▶ INSTRUCTIONS FOR THE TASK
The listing below is the input. Say how many of its lines contain "tree", giving the number alone.
BEGIN
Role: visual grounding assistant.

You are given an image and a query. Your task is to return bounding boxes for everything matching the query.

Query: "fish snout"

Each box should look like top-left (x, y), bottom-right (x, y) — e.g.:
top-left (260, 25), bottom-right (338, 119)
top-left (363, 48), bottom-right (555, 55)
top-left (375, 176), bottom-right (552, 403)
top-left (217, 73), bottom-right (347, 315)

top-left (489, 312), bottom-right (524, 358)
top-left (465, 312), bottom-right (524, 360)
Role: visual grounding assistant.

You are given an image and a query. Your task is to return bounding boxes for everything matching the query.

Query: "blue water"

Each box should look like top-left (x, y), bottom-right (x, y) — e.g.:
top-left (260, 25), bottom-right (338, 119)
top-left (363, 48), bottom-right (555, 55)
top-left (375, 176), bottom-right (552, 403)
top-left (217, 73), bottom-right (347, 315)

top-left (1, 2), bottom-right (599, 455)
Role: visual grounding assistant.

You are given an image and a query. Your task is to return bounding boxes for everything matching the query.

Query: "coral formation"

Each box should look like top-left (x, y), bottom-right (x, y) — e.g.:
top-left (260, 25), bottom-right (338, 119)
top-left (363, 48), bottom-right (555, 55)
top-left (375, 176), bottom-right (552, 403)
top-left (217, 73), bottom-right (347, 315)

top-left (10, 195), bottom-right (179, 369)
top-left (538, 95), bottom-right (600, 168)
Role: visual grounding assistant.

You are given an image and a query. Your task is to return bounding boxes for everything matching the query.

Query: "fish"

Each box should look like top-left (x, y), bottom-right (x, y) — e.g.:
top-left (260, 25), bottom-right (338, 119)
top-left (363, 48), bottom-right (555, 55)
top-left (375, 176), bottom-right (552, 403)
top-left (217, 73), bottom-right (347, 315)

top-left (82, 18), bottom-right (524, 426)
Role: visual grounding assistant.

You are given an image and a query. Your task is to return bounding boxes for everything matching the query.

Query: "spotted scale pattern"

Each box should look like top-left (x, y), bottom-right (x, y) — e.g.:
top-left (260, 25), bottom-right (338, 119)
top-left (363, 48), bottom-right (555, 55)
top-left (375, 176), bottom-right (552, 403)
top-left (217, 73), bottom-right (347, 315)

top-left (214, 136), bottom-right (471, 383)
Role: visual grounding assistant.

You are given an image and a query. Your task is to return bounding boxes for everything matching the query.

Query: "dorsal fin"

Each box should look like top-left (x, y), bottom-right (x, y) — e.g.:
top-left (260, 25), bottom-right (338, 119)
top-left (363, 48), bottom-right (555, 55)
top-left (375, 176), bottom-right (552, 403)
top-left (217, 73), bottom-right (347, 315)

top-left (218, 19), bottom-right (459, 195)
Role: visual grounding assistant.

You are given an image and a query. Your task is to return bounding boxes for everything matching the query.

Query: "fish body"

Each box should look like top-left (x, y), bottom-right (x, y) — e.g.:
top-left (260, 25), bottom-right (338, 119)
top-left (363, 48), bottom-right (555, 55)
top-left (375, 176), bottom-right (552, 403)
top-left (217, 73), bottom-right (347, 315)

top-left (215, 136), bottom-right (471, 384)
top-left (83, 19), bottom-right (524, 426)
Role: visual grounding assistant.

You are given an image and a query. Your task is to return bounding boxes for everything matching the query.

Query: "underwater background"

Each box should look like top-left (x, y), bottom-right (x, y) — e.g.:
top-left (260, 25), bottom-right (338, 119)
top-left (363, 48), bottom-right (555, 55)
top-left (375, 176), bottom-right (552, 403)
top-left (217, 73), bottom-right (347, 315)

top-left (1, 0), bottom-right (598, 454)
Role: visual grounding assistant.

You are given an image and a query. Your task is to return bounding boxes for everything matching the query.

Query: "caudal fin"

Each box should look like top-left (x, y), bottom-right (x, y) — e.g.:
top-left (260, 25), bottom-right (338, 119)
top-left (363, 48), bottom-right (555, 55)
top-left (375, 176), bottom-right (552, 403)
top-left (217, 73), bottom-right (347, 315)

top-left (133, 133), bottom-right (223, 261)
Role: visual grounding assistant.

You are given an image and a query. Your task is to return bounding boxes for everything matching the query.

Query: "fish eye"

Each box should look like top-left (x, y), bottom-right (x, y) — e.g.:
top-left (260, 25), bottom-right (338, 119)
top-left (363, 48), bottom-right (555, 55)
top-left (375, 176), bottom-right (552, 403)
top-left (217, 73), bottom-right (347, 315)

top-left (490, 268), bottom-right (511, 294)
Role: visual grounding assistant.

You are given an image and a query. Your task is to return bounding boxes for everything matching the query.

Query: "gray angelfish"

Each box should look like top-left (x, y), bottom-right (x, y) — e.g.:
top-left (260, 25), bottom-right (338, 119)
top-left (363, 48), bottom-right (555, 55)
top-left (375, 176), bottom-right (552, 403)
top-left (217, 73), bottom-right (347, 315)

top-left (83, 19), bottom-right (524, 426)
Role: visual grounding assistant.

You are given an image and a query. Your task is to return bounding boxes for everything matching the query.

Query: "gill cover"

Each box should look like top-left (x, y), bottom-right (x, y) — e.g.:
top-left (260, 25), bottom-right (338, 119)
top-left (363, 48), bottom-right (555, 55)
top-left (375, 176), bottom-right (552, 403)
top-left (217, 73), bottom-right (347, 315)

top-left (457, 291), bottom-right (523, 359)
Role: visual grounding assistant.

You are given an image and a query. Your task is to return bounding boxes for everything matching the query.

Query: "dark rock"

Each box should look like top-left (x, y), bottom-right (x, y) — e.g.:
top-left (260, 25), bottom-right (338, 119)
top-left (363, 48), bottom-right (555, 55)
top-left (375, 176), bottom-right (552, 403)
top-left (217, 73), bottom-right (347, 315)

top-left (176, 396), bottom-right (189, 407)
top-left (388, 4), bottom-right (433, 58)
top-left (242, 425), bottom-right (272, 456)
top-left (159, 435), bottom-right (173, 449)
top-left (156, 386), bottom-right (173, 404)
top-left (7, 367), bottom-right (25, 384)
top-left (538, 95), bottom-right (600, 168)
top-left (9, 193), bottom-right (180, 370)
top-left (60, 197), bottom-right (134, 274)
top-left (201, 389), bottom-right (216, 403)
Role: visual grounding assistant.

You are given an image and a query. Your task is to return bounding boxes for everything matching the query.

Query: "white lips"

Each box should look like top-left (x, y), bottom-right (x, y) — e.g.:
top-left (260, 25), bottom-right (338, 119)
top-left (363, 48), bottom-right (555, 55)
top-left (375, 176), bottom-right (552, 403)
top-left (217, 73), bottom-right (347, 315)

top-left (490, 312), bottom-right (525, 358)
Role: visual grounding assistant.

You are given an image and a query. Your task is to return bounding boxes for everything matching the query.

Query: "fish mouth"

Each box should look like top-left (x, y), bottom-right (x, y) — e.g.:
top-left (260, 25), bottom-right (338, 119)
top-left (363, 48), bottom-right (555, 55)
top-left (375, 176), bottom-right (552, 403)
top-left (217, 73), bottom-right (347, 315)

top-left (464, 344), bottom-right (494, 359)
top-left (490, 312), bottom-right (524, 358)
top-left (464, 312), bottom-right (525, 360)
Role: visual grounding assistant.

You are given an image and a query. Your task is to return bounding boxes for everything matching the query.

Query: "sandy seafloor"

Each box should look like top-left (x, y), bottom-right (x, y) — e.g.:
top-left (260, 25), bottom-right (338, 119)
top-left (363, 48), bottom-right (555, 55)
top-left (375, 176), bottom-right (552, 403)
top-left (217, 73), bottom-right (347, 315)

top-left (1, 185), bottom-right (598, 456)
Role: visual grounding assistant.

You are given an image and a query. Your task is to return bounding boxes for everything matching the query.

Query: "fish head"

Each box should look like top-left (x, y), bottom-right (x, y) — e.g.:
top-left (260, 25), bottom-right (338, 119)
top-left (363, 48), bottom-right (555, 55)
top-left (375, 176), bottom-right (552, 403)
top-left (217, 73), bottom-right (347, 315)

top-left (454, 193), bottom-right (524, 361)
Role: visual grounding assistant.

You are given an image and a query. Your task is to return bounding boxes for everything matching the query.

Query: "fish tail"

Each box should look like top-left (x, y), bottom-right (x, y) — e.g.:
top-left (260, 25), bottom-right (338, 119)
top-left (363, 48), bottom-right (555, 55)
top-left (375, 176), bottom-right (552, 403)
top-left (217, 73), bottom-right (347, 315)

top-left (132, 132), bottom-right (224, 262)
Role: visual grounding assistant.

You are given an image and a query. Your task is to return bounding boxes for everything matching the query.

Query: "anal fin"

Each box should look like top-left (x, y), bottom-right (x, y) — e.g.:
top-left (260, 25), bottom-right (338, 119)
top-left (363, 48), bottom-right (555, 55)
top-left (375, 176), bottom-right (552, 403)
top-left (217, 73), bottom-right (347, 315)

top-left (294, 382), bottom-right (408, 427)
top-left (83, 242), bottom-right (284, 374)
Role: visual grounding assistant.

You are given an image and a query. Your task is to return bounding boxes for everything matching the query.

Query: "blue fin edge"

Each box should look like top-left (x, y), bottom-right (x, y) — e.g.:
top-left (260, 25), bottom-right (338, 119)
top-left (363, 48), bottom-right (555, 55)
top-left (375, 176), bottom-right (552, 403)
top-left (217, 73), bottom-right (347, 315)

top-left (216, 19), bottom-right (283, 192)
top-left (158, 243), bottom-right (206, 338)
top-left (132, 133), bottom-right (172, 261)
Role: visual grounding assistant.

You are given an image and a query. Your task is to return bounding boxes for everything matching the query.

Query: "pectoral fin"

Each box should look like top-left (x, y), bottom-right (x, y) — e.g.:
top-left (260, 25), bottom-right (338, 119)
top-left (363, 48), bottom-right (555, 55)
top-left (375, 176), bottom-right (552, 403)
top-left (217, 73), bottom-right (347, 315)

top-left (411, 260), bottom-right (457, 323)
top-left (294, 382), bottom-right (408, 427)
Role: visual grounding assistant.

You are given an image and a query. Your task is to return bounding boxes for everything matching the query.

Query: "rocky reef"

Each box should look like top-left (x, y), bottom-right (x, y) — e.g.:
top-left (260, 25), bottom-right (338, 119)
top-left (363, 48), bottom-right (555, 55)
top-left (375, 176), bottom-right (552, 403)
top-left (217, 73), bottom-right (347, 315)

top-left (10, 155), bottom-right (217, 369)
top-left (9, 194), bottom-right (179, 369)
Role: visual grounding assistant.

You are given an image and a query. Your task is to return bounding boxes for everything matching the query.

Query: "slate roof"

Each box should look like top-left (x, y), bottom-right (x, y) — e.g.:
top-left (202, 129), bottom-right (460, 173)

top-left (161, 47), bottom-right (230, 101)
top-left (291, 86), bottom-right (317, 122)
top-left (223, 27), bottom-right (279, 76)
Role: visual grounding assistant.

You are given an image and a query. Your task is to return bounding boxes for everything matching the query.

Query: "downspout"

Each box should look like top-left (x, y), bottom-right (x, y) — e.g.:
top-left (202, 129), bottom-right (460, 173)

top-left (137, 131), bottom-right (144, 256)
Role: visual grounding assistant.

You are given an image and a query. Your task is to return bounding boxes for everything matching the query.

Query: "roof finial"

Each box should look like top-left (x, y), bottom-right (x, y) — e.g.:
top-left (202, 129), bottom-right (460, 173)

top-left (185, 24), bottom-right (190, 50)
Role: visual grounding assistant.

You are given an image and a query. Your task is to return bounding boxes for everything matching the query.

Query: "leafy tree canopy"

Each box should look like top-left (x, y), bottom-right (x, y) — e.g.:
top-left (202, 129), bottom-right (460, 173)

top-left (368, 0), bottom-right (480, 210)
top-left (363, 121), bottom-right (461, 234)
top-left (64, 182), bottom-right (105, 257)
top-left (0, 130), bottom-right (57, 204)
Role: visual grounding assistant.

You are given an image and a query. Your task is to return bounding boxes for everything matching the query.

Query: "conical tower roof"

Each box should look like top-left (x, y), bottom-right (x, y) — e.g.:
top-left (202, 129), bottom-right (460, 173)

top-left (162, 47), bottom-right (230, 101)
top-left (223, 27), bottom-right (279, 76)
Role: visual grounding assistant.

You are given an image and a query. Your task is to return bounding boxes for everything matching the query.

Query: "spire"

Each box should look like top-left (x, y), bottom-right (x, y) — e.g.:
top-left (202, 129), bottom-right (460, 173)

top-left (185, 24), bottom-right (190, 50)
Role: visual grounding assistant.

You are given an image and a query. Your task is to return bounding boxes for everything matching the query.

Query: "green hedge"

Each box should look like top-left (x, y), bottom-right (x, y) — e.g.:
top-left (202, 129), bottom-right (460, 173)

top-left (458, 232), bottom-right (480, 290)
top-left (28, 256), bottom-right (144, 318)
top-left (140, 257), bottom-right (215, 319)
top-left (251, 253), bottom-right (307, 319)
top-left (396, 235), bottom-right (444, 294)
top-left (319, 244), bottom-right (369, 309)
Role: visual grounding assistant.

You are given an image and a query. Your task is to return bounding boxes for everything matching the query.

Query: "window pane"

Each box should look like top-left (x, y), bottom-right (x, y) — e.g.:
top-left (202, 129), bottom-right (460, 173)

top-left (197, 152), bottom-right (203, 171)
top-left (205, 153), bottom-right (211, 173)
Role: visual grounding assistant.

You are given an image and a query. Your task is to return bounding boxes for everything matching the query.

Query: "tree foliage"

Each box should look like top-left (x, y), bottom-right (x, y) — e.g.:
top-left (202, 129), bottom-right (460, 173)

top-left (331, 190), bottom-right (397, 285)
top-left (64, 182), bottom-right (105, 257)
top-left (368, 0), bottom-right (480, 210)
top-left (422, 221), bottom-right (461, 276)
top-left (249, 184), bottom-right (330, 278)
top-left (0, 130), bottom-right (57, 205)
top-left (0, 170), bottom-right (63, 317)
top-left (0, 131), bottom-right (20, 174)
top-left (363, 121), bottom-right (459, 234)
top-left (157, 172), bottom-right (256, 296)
END
▶ EXERCISE SOLUTION
2